**Directions**
Change "pin" to "marker" in the lines starting with the line with "boot shown above." and going on through the line with "x=64, y=472", leaving everything else as it is. Give back only those lines.

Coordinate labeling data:
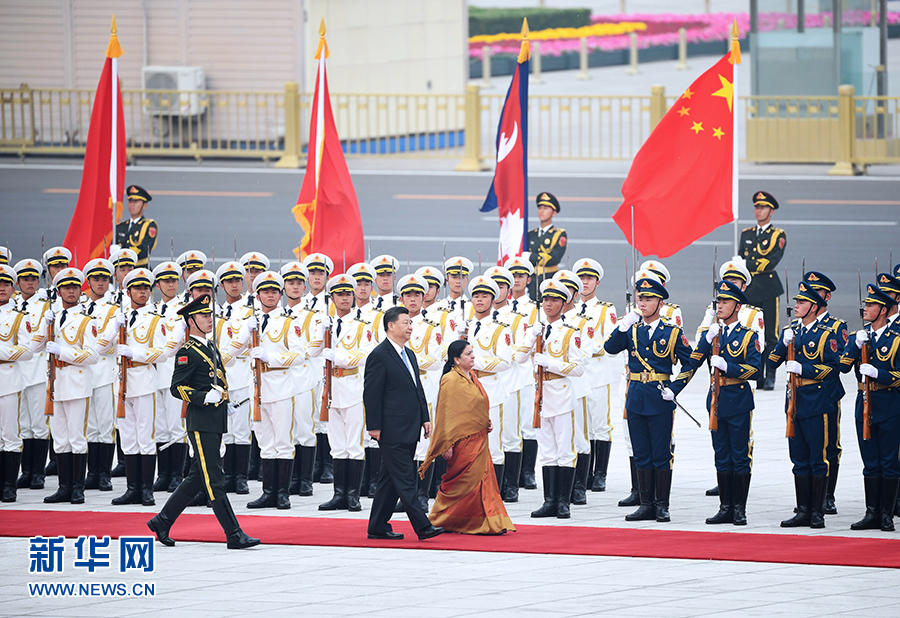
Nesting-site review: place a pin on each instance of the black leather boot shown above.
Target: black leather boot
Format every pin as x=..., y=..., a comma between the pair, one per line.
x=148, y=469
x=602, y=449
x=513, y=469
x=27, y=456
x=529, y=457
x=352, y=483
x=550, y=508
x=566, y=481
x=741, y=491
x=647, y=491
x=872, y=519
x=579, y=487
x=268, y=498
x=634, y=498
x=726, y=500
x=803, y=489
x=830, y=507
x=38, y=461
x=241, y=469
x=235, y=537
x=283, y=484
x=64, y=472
--
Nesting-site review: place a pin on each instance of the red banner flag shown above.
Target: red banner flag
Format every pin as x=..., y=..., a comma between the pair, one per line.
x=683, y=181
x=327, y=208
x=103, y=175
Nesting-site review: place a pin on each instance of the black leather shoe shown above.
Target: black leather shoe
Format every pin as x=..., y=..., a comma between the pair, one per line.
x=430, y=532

**The completed task**
Nesting-site review: place a marker on each instance of the black leather boot shown above.
Target: black leather boot
Format every marker as x=..., y=..., a comma between the pair, one per line.
x=148, y=469
x=602, y=449
x=513, y=469
x=27, y=456
x=529, y=457
x=352, y=483
x=550, y=508
x=566, y=481
x=741, y=491
x=647, y=491
x=872, y=519
x=579, y=487
x=268, y=498
x=634, y=498
x=726, y=500
x=803, y=489
x=830, y=507
x=38, y=461
x=241, y=469
x=235, y=537
x=283, y=484
x=64, y=472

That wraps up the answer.